**Requirements:** In the forum thread about movie quotes, which film is the source of Buster Hyman's all-time favorite O'Toole quote?

Dryden: You give them artillery and you've made them independent.
Allenby: Then I can't give them artillery, can I?
Dryden: For you to say, sir.
Allenby: No, it's not. I've got orders to obey, thank god. Not like that poor devil. He's riding the whirlwind.
Dryden: Let's hope we're not.

Buster Hyman
16th Dec 2013, 21:39
Lawrence of Arabia is the film that the Cinerama screen was made for.
Oh, indeed! But I don't have one of them. :p

Now, on the subject of movie quotes, one of my all time favourites utter by O'Toole was from My Favourite Year...

[Alan Swann has blundered into the wrong restroom]
Lil (http://www.imdb.com/name/nm0224723/?ref_=tt_trv_qu): This is for ladies only!
Alan Swann (http://www.imdb.com/name/nm0000564/?ref_=tt_trv_qu): [unzipping fly] So is *this*, ma'am, but every now and then I have to run a little water through it.

India Four Two
17th Dec 2013, 00:28
The mind boggles

Indeed, dazdaz1.

A matchless exchange on paper, less so when you've seen the film. ;)

**Recorded data:**
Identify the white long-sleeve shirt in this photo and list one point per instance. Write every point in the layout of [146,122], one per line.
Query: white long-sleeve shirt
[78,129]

**Written response:** My Favourite Year